What is being asked:
Please repeat all the entries. Nothing may differ.

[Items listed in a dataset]
━━━━━━

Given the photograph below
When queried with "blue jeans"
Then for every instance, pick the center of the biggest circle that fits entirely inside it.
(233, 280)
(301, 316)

━━━━━━

Result of the exercise:
Given the photograph below
When queried with "blue jeans"
Then for every instance, pick the center of the biggest circle that fits entirely inside it.
(233, 280)
(301, 316)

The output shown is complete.